Work to do: Produce a verbatim transcription of the records below, beginning at the line containing "Teacher note: have the class pick out the lawn" and ending at the final line; include only those lines.

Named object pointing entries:
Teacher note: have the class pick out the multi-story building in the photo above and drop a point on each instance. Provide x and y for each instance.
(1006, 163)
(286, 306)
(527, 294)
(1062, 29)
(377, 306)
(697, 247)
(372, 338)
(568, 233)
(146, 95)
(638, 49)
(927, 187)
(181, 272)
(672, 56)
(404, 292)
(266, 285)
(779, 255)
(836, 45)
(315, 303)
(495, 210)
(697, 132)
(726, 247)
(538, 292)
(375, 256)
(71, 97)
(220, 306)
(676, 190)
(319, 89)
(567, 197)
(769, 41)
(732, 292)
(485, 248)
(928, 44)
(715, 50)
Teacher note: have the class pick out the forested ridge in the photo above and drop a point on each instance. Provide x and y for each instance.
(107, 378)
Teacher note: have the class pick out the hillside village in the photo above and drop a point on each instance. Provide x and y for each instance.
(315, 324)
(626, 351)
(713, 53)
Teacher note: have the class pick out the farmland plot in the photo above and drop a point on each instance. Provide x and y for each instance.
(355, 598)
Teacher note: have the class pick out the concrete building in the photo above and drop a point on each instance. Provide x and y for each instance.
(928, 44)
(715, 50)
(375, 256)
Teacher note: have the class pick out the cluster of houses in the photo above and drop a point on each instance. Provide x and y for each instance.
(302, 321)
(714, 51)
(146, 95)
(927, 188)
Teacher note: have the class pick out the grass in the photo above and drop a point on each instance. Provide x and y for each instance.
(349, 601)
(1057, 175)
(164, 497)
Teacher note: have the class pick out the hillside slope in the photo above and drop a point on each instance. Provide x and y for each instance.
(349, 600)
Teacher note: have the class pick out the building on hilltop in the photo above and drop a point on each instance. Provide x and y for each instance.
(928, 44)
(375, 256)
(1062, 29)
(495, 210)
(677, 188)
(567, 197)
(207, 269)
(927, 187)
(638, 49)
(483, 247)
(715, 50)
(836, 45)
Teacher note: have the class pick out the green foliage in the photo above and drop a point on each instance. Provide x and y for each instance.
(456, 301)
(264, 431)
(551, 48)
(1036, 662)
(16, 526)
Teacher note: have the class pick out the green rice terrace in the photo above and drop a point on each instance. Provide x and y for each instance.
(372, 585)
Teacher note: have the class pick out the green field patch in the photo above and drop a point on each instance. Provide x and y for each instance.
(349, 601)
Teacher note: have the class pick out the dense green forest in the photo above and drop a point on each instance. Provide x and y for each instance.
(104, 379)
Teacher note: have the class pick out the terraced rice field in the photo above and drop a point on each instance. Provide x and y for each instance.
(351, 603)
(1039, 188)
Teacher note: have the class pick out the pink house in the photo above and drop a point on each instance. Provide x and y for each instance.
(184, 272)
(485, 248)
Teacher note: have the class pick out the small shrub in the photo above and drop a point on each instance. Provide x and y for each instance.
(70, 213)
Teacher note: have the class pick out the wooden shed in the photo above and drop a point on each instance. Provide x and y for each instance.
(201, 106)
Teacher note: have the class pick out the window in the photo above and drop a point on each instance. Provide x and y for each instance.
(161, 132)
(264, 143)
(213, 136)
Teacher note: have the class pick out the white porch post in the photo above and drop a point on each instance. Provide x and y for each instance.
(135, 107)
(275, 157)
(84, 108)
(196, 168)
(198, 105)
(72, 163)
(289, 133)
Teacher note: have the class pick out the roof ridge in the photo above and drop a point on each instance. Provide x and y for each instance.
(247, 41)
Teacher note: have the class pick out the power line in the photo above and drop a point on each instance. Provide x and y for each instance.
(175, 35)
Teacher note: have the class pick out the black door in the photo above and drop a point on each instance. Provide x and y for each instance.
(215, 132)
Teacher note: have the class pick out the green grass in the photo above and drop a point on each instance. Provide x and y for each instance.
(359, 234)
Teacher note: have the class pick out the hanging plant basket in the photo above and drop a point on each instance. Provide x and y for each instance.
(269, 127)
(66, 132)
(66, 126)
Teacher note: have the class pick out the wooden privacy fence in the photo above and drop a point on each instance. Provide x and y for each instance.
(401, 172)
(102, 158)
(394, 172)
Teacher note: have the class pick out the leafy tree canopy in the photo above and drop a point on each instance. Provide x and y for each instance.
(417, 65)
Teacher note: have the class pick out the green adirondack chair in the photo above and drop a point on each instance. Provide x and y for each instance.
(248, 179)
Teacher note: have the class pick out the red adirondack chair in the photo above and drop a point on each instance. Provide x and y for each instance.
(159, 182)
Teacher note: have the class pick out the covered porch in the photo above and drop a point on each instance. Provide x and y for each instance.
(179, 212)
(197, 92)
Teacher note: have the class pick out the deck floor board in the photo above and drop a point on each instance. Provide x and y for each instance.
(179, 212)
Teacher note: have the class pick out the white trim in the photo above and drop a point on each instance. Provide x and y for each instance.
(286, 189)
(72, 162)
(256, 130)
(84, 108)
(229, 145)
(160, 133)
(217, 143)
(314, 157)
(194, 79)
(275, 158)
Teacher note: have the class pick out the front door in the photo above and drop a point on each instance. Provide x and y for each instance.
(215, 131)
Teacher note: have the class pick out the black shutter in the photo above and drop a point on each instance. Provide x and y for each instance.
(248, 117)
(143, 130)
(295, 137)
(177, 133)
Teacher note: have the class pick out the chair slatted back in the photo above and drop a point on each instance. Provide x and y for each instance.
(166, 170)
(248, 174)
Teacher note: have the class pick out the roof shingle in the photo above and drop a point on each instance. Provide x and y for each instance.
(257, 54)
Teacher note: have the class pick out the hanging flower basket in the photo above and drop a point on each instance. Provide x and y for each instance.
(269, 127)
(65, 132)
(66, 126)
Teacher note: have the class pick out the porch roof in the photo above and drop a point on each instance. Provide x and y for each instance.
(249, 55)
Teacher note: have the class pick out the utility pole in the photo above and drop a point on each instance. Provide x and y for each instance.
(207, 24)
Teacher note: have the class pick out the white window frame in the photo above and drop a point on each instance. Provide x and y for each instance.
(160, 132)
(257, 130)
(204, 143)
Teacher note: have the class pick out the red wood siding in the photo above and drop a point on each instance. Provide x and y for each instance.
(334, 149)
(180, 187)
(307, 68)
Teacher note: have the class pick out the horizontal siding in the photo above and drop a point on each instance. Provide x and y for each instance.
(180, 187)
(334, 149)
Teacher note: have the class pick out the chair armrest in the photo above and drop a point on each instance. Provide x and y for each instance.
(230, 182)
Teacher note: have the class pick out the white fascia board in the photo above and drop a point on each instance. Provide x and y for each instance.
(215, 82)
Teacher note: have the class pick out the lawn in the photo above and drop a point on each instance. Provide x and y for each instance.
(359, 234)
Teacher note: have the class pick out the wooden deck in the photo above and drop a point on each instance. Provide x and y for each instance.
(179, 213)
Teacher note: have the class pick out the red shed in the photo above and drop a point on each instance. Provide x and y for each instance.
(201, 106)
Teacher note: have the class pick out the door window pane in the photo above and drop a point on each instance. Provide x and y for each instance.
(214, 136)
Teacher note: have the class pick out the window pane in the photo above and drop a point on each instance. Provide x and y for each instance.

Result for this task:
Teacher note: have the class pick out the lawn in the photo above and drop a point on each instance. Provide x and y for each instance.
(359, 234)
Teacher note: have the class pick out the wooden deck in the photo above and drop a point on each instance. Provide x and y for each instance.
(179, 213)
Teacher note: have the class pick out the red shed in the photo above and drop a point on each instance. Provide x and y for each instance.
(201, 106)
Teacher note: have the class pick out the door window pane in the photo above and drop a point on each instance. Provide x and y for each instance.
(214, 136)
Teacher note: have the class pick out the window pane in the photo above and drop a point on each instance. Provide x and y for each instance.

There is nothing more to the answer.